*** Begin section ***

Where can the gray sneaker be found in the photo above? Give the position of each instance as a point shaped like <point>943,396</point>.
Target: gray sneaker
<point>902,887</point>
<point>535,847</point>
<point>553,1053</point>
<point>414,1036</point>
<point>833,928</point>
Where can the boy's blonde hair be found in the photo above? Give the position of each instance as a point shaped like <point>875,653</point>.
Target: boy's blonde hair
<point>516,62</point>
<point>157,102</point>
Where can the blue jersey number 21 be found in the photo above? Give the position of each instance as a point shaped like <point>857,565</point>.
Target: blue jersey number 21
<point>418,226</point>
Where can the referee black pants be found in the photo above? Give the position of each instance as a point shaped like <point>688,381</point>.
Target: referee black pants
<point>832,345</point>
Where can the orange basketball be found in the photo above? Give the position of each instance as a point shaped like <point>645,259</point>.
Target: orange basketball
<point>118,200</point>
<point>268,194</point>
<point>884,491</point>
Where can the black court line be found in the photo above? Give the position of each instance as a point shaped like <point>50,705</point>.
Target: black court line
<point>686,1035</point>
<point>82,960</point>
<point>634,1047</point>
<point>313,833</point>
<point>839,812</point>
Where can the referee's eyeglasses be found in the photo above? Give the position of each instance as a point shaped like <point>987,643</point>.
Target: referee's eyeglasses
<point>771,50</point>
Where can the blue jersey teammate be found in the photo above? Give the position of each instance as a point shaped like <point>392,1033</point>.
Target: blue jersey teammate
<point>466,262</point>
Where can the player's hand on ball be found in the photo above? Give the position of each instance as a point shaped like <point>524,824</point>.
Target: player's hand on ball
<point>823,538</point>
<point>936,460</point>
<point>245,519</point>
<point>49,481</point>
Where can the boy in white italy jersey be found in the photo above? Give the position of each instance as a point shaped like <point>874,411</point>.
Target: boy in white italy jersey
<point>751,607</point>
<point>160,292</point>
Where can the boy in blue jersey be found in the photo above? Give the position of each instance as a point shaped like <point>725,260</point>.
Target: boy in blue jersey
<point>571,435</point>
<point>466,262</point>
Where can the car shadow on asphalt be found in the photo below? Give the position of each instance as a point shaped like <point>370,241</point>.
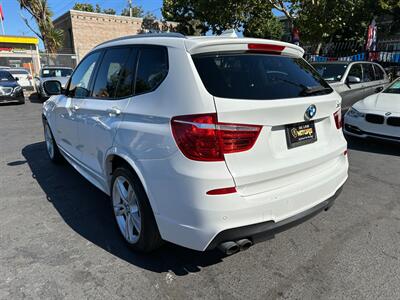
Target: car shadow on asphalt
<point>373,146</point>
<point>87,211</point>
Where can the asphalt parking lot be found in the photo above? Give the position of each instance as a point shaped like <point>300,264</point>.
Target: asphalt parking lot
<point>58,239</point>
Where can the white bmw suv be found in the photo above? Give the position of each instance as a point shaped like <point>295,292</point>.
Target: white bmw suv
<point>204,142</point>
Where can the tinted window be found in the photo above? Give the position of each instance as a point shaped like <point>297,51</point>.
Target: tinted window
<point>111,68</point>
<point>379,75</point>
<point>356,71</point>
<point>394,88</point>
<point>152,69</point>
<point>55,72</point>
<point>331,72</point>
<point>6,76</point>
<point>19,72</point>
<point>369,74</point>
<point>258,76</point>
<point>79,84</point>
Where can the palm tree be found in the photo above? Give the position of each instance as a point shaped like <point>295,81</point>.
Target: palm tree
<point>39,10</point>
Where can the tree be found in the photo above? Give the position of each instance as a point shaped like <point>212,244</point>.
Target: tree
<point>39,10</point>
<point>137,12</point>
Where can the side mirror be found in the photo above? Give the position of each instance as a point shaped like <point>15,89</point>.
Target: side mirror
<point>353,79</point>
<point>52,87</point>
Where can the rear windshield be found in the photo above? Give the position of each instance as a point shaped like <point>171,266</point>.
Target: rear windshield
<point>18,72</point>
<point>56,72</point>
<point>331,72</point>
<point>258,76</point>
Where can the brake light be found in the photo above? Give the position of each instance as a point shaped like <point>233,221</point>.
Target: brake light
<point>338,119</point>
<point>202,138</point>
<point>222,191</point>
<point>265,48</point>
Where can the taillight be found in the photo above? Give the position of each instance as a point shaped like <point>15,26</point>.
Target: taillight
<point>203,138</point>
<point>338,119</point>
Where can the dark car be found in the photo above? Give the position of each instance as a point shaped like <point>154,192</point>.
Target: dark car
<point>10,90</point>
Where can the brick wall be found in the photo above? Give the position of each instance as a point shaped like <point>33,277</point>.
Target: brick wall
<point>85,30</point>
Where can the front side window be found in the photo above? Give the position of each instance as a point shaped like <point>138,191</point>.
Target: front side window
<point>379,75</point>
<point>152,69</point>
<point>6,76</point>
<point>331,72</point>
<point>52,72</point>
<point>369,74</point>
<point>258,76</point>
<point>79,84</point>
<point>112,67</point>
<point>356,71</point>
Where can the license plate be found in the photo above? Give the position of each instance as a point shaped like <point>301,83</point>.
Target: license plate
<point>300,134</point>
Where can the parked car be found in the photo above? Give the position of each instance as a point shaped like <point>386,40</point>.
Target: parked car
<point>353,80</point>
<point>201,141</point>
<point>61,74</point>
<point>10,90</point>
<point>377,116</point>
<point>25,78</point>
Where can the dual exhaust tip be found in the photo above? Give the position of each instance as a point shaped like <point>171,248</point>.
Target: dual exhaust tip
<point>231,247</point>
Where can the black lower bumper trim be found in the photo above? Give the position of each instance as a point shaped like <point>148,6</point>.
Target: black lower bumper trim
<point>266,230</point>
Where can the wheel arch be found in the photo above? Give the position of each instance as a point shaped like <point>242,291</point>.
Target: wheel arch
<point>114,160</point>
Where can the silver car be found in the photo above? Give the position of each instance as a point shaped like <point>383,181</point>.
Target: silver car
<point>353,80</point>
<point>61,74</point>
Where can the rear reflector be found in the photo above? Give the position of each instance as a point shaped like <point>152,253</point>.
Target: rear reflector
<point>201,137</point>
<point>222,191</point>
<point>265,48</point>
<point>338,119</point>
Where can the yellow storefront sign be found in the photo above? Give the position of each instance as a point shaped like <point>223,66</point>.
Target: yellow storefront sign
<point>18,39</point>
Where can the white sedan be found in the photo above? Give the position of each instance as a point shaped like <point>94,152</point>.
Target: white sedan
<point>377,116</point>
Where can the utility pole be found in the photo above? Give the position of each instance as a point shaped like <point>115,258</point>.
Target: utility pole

*** End section ***

- [ACTIVITY] After removing the pictures, set down every record above exactly as it stands.

- [SOLVED PROBLEM]
Where can the gray sneaker be found in the photo above? Give the position of each instance as a point shaped like <point>943,396</point>.
Target: gray sneaker
<point>902,887</point>
<point>535,847</point>
<point>553,1053</point>
<point>414,1036</point>
<point>833,928</point>
Where can the boy's blonde hair be found in the photo above? Give the position of each instance as a point shaped like <point>875,653</point>.
Target: boy's blonde hair
<point>516,62</point>
<point>157,102</point>
Where can the blue jersey number 21 be found in the photo above? Give the position of each instance as a point shaped like <point>857,565</point>.
Target: blue jersey number 21
<point>418,226</point>
Where can the referee black pants be found in the photo above? Give the position of each instance as a point shaped like <point>688,381</point>.
Target: referee black pants
<point>832,345</point>
Where can the orange basketball be found in the photo above? Give the position of each instance as a point shaped like <point>645,259</point>.
Target: orange basketball
<point>118,200</point>
<point>268,194</point>
<point>884,491</point>
Where can the black court line be found in the photo above? Give the position of each instance as a point shaped like <point>50,705</point>.
Target: black court line
<point>686,1035</point>
<point>82,960</point>
<point>634,1047</point>
<point>313,833</point>
<point>839,812</point>
Where can the referee's eyeglasses be found in the photo above? Give the position of each instance as a point shaped like <point>987,643</point>.
Target: referee's eyeglasses
<point>771,50</point>
Where can the blue jersey teammate be found in the photo above? Give the position of each instance as a point shaped like <point>392,1033</point>.
Target: blue jersey teammate
<point>466,262</point>
Where can the player's hand on ball be found in the photo above? Give the position of each instance as a point shaped like <point>524,824</point>.
Target: player's hand on ball
<point>823,538</point>
<point>936,460</point>
<point>245,519</point>
<point>49,481</point>
Where can the boy in white italy jersey be found in the photo above? Give the position of each instance as a point shaped like <point>874,411</point>.
Target: boy in white italy jersey
<point>751,607</point>
<point>160,292</point>
Where can the boy in blue jersey be found in the photo above? Give the position of each instance as a point shaped like <point>725,260</point>.
Target: boy in blue jersey
<point>571,435</point>
<point>466,262</point>
Where can the car shadow on asphalt be found in the photo below? Give the position of each instance as a point shaped like <point>370,241</point>.
Target: car shadow on asphalt
<point>373,146</point>
<point>87,211</point>
Where can the asphalt parking lot be found in the photo above? Give the position of each instance as a point shaped like <point>300,264</point>.
Target: asphalt parking lot
<point>58,239</point>
Where can the white bmw suv be found in the photo above? Give the position of each instance as a point shaped like <point>295,292</point>.
Target: white bmw suv
<point>204,142</point>
Where can the tinted window be found in the photo above? Give the position of each instance as a point shaped like <point>297,51</point>.
Target: tinted window
<point>111,68</point>
<point>379,75</point>
<point>356,71</point>
<point>394,88</point>
<point>152,69</point>
<point>55,72</point>
<point>331,72</point>
<point>6,76</point>
<point>19,72</point>
<point>369,74</point>
<point>258,76</point>
<point>79,84</point>
Where can the palm tree be found in the photo above? Give the position of each instance as a point shaped like <point>295,81</point>.
Target: palm tree
<point>39,10</point>
Where can the tree be found in the photo above? Give the position of each instance as a point shaped like <point>212,244</point>.
Target: tree
<point>39,10</point>
<point>137,12</point>
Where can the side mirror be found in the photo above? Give the position of each instance as a point shaped like <point>15,89</point>.
Target: side mirror
<point>353,79</point>
<point>52,87</point>
Where can the rear windshield be found in the photo above? Give the position of each instance as a point shaped like <point>171,266</point>.
Target: rear windshield
<point>18,72</point>
<point>56,72</point>
<point>331,72</point>
<point>258,76</point>
Where can the brake light be found in the photo above? Give the position of each instance as a point shaped like <point>233,221</point>.
Target: brake light
<point>338,119</point>
<point>202,138</point>
<point>222,191</point>
<point>265,48</point>
Where can the taillight be found in the photo above? Give the position of each instance as a point shaped like <point>15,26</point>.
Target: taillight
<point>203,138</point>
<point>338,119</point>
Where can the dark car be found in the photo above? Give the position of each instance as a point shaped like <point>154,192</point>.
Target: dark car
<point>10,90</point>
Where can the brick wall be found in the photo above? Give the position of each instance as a point shaped like <point>33,277</point>.
Target: brick wall
<point>85,30</point>
Where can the front side window be found in the photo above? Give the position of each instance as a point shaped like <point>138,191</point>.
Target: front side window
<point>379,75</point>
<point>152,69</point>
<point>6,76</point>
<point>331,72</point>
<point>52,72</point>
<point>369,74</point>
<point>258,76</point>
<point>79,84</point>
<point>112,67</point>
<point>356,71</point>
Where can the license plate be found in the photo above? Give the position of each instance as a point shaped like <point>301,83</point>.
Target: license plate
<point>300,134</point>
Where can the parked car be found in the photo above? Give the position of each instance as a point shaped like <point>386,40</point>.
Target: parked car
<point>353,80</point>
<point>201,141</point>
<point>61,74</point>
<point>10,90</point>
<point>377,116</point>
<point>25,78</point>
Where can the dual exhaust tip be found in the photo above? Give the position of each instance as a point shaped like <point>171,248</point>.
Target: dual exhaust tip
<point>231,247</point>
Where can the black lower bumper trim be found in the photo above? Give the position of each instance as a point shaped like <point>148,6</point>.
Target: black lower bumper trim
<point>266,230</point>
Where can the wheel arch be found in the photo above? Give the position of each instance as a point shaped like <point>242,291</point>.
Target: wheel arch
<point>114,160</point>
Where can the silver car be found in the photo above? Give the position of each instance as a point shaped like <point>383,181</point>.
Target: silver car
<point>353,80</point>
<point>61,74</point>
Where can the rear reflector be found in the photo above? Give the position of each instance as a point shaped like <point>152,253</point>.
Target: rear reflector
<point>201,137</point>
<point>222,191</point>
<point>265,48</point>
<point>338,119</point>
Where can the yellow storefront sign be found in the photo above? Give the position of each instance as a point shaped like <point>223,66</point>.
Target: yellow storefront sign
<point>18,39</point>
Where can the white sedan be found in the photo above? Give the position of each instance as a point shaped like <point>94,152</point>.
Target: white sedan
<point>377,116</point>
Where can the utility pole be found in the photo above? Give the position of each instance as a point shaped like <point>115,258</point>.
Target: utility pole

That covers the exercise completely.